─── Records supplied ───
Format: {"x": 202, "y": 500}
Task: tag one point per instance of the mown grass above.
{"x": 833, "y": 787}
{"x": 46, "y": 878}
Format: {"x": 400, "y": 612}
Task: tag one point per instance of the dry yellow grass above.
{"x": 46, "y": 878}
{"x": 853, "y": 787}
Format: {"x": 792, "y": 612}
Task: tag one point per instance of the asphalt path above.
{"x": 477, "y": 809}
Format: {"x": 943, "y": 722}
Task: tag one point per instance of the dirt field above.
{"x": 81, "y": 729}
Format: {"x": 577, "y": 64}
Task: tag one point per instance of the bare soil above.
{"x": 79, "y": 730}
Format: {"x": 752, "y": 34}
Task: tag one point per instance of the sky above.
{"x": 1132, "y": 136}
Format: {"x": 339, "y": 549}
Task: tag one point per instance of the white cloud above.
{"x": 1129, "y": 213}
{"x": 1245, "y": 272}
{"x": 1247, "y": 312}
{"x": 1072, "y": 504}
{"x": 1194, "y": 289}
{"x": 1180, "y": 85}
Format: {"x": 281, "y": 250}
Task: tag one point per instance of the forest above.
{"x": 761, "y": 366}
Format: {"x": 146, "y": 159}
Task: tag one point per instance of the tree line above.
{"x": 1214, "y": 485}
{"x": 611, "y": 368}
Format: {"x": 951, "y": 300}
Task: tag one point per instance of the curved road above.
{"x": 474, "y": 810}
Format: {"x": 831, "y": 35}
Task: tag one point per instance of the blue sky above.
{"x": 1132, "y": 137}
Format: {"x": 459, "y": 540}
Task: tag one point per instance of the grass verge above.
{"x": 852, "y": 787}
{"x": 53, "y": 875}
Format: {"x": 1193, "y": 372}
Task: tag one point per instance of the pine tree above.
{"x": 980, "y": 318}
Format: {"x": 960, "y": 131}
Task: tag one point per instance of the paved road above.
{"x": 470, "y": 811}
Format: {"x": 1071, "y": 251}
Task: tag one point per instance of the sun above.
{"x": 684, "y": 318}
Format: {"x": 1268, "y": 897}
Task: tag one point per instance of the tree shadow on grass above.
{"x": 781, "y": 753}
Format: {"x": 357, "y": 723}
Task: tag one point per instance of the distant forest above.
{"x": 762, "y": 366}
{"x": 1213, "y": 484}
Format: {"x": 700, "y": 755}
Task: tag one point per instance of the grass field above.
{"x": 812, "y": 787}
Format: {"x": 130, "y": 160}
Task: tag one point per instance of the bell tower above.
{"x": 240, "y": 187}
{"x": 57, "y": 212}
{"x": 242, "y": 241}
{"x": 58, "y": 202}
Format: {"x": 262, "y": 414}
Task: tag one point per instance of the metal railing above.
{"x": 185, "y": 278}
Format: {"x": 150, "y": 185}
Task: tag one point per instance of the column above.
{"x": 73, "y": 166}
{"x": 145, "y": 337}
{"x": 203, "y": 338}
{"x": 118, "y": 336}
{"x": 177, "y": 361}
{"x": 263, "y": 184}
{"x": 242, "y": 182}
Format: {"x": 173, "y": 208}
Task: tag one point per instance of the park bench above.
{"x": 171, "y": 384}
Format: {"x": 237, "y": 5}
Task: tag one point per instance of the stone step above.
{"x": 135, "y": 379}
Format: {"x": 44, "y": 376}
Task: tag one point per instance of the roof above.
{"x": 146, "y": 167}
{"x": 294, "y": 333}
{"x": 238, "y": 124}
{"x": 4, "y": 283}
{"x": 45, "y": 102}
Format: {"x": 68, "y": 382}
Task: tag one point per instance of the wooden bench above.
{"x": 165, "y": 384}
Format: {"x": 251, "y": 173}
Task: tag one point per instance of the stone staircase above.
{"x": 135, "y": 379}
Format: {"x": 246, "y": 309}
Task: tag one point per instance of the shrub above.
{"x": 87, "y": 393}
───
### Request
State how many lines in the items above contain the string "bench", treating uppercase and lowercase letters as distinct. Give only the number.

### Response
2